-- Task material follows --

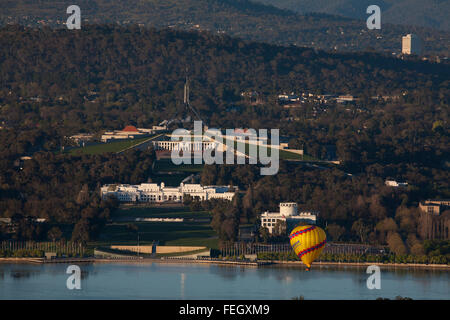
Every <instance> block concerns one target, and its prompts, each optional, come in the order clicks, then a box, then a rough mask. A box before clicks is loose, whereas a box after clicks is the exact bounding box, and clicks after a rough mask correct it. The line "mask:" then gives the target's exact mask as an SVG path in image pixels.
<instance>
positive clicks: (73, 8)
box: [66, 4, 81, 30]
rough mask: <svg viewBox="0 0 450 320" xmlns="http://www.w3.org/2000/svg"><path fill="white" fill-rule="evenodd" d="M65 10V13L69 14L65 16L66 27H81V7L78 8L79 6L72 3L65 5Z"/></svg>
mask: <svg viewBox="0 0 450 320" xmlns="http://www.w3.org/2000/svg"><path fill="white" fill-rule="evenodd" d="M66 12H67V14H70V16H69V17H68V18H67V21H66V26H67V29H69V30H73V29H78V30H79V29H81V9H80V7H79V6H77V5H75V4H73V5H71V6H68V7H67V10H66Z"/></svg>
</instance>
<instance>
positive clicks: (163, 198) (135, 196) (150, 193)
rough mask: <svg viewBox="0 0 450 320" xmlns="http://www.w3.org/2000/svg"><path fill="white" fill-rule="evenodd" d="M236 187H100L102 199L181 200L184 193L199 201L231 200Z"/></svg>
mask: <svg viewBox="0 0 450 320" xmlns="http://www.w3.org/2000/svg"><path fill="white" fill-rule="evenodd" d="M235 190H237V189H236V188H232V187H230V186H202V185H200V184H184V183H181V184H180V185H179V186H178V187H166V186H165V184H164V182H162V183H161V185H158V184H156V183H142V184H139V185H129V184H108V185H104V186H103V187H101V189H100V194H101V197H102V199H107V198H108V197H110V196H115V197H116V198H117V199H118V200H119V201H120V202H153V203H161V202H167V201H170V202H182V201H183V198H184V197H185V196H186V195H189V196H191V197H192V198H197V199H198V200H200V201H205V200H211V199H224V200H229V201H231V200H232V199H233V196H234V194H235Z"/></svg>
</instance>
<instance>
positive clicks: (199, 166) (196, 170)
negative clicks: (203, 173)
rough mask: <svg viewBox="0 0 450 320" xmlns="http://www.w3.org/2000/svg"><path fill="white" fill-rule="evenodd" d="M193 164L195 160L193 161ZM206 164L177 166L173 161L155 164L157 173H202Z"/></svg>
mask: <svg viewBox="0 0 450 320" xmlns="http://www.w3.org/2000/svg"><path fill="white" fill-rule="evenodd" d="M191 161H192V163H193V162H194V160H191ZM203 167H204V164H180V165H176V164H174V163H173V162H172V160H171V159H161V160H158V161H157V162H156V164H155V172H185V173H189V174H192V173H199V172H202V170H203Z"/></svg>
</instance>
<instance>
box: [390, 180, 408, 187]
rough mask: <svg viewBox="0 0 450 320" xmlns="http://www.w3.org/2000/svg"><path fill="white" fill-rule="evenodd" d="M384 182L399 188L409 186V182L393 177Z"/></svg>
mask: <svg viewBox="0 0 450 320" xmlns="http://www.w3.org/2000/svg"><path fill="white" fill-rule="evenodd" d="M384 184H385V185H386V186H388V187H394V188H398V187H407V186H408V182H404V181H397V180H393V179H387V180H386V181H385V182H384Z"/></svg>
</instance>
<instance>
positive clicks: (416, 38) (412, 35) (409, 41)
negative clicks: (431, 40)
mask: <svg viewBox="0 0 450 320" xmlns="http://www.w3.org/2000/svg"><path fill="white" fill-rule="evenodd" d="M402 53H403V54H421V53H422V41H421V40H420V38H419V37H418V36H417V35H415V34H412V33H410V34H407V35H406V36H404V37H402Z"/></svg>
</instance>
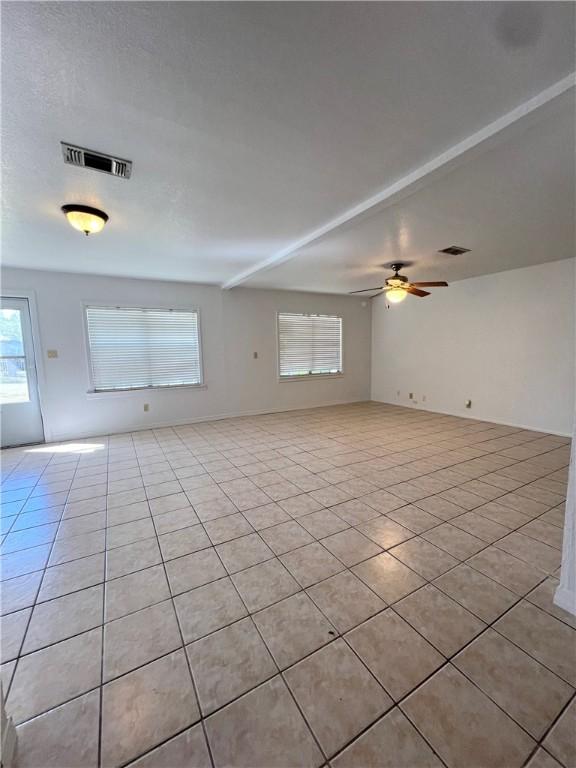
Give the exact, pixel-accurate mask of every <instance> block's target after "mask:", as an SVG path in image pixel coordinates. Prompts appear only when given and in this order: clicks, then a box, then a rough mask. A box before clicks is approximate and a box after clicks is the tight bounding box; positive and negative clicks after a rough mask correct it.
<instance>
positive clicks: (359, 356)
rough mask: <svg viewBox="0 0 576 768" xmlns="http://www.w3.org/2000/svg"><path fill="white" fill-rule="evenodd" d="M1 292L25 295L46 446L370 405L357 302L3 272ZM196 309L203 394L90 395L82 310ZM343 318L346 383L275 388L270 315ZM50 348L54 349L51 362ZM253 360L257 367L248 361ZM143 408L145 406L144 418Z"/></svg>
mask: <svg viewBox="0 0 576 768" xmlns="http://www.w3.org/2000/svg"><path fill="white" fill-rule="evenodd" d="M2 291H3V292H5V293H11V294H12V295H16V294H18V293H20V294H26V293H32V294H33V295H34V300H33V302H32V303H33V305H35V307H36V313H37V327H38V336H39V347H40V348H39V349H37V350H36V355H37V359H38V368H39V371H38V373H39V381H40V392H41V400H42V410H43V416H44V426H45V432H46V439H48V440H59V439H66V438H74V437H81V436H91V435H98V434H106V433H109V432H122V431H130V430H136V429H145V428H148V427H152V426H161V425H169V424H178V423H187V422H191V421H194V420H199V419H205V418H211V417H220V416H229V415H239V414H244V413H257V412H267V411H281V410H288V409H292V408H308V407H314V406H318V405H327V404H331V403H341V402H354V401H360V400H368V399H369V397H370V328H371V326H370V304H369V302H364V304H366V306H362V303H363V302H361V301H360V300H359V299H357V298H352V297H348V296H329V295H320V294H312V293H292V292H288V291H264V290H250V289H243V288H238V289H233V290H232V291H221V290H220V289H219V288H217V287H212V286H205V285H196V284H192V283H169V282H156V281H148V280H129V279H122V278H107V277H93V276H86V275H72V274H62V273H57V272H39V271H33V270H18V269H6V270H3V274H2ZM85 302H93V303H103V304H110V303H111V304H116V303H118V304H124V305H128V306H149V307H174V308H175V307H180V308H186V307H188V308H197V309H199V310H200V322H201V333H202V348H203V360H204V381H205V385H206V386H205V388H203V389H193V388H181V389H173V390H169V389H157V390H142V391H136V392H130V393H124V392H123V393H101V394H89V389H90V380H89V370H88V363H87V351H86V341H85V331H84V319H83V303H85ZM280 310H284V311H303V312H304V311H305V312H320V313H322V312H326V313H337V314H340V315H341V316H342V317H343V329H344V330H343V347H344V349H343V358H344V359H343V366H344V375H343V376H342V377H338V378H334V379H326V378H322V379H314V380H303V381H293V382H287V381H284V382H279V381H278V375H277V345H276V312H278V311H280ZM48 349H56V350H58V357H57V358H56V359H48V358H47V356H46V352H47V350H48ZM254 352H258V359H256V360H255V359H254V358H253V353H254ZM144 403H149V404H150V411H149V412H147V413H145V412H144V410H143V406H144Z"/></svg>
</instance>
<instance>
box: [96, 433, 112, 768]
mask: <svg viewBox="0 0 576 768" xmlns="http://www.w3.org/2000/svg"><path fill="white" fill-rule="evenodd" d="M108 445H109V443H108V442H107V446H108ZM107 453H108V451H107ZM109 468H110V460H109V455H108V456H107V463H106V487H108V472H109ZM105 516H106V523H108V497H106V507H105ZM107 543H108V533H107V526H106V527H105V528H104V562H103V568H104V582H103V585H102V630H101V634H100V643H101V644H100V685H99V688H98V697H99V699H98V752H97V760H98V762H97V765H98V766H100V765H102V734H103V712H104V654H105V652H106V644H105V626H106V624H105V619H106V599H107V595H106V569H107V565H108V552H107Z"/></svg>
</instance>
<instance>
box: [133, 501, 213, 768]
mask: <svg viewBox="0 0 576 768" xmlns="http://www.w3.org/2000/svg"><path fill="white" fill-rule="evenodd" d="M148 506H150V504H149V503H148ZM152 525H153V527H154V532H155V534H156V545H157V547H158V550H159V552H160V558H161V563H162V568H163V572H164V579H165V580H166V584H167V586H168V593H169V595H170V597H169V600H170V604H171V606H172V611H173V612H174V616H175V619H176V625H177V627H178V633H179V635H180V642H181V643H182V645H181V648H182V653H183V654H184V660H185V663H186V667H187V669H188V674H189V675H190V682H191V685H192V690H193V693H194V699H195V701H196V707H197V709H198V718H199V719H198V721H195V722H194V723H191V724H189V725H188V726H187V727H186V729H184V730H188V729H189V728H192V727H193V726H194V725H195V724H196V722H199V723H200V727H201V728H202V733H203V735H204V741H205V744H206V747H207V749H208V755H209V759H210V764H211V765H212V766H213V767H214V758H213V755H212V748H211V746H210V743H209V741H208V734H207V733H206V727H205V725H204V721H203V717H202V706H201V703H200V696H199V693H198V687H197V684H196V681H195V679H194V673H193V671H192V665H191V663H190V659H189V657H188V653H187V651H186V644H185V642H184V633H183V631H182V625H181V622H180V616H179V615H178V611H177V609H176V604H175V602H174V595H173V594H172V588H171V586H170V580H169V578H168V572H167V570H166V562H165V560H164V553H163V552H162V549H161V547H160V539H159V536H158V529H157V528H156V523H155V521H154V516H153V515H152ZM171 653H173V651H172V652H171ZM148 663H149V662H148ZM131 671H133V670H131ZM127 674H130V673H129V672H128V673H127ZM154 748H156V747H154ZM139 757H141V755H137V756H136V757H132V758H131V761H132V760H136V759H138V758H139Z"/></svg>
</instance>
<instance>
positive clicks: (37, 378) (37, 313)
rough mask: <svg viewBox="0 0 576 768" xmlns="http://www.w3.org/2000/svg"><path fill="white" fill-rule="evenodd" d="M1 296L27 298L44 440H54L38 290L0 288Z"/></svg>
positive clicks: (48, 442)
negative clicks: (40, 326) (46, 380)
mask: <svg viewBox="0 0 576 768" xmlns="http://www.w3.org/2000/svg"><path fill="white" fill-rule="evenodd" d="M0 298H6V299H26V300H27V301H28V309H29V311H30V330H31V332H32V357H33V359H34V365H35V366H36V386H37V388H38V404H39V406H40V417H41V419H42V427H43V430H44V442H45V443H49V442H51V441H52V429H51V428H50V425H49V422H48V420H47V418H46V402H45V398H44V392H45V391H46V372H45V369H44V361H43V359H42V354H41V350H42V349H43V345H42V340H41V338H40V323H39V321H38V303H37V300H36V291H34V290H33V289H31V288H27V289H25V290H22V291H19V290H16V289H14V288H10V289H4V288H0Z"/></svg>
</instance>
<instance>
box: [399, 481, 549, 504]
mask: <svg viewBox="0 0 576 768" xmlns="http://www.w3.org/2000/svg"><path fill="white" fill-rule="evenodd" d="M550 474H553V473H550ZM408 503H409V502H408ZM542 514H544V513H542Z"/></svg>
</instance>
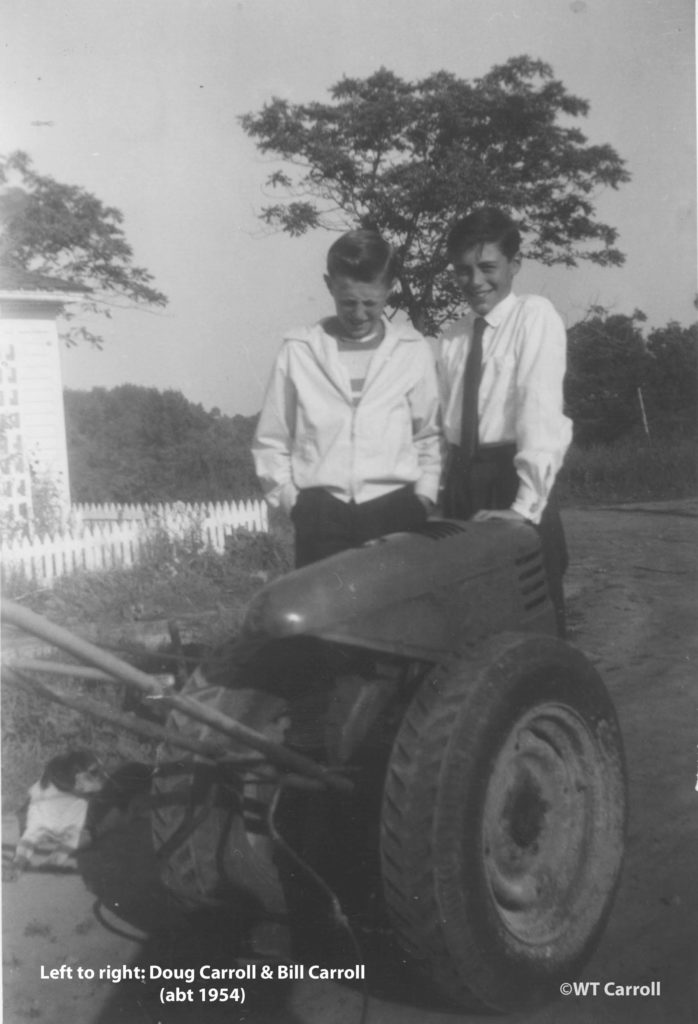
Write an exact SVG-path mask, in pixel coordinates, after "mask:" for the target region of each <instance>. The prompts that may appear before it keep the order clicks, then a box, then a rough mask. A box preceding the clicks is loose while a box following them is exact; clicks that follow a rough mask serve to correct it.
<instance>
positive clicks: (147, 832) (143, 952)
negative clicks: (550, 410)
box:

-- Task material concluded --

> [What is expected]: How many lines of the material above contain the string "come"? Reply with the number alone.

> [Solved exercise]: 1